[WORK ITEM]: Please continue the passage on institutional infrastructure investment, picking up after its final sentence.

[READING PASSAGE]:
- - - - -

Scientific answers are rare. They mostly exist for private equity investments, of which infrastructure is a part, and stand in stark contrast to the mantra-like narrative. The high-quality study by Andonov et al. (2021) [2] is enlightening. The broad sample with a focus on the US shows that large sovereign wealth funds and government agencies sometimes invest directly; the majority of institutional investors invest in closed-end infrastructure funds. Direct investment (ownership, long-term leases) is thus a small part of institutional infrastructure; it performs somewhat better in terms of stability and long-term returns and has more predictable cash flows. The barriers to entry are high, including significant capital requirements, in addition to the need for expensive specialized expertise. The potential for stability and inflation protection is debatable, but remains an open question empirically. [3]

Despite a long-term horizon and the expectation of stable cash flows, investments are made in closed-end infrastructure funds with limited holding periods, which dominate institutional investments at 75%. The majority of these investments do not deliver the expected stable, long-term returns. Volatility and cyclicality are similar to private equity, performance persistence in the top quartile is lacking and performance also depends on a quick exit.

- - - - -

[Stored data]

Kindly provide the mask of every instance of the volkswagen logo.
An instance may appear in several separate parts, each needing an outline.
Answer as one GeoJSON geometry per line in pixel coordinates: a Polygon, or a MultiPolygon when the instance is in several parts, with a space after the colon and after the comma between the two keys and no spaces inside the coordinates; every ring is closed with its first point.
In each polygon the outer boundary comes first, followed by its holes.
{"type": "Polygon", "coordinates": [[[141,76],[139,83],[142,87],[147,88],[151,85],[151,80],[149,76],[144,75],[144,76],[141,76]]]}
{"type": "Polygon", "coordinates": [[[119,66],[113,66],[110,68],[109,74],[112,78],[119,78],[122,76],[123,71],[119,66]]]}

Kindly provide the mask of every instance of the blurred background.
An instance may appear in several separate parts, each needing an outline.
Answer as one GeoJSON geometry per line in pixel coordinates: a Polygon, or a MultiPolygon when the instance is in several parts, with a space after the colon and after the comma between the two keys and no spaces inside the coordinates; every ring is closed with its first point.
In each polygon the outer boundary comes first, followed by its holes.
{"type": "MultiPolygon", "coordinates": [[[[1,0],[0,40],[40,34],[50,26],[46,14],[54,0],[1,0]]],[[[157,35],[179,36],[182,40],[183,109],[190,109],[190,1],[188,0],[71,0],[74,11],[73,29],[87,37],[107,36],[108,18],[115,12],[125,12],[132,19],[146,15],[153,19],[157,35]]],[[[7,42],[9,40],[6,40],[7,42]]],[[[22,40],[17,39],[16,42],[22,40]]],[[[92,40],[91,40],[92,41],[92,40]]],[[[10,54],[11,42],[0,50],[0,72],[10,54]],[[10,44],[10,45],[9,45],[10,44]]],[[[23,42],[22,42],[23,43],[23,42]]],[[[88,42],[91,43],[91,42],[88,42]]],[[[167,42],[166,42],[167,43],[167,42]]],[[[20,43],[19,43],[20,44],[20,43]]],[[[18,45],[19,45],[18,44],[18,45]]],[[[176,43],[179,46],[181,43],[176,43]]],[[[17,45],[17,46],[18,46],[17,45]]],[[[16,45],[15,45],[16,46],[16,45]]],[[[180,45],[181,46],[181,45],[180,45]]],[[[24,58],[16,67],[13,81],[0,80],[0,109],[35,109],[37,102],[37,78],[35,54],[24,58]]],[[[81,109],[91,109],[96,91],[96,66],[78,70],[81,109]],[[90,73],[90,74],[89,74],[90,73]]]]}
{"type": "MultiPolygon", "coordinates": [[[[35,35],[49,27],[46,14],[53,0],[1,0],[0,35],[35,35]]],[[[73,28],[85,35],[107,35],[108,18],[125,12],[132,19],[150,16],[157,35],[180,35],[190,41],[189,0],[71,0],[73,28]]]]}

- - - - -

[YOUR RESPONSE]:
The synchronization with private equity and the poorer return characteristics of infrastructure contradict the expectations that have been fueled. Even in heavily regulated industries with long concession agreements, the business model of closed-end funds is not expedient (meeting the return requirements of the general partner, optimizing the internal rate of return; IRR) (see second table).

Over the past 20 years, no separate asset class that offers real diversification from ÖMI has emerged for private equity or, even less so, for infrastructure investments. The latter have never lived up to initial expectations. Private equity was able to fulfill at least some of these expectations in the 1990s, but has lost this advantage since 2008, when corresponding investments became increasingly fashionable. Andrew Ang's dictum “Private equity is not an asset class” [4] could thus be expanded to: “Private equity and infrastructure are not asset classes. The latter even less than the first.”

Public vs. private institutional investors

Public institutional investors in particular increased their infrastructure exposure in closed-end funds. They underperform private institutional investors. Strong environmental, social and governance (ESG) preferences or regulatory pressure (Paris Alignment, UNPRI, etc.) account for 25% to 40% of the increased allocation and contribute 30% to the poorer performance.

Infrastructure can be associated with societal benefits. The implicit assumption of non-financial objectives contributes to the underperformance of public investors and comes at a high price: an estimated USD 5 billion p.a. goes either to the underlying infrastructure assets as a transfer of value or to the managing general partners in the form of fees. These costs are paid by taxpayers or pensioners, or both.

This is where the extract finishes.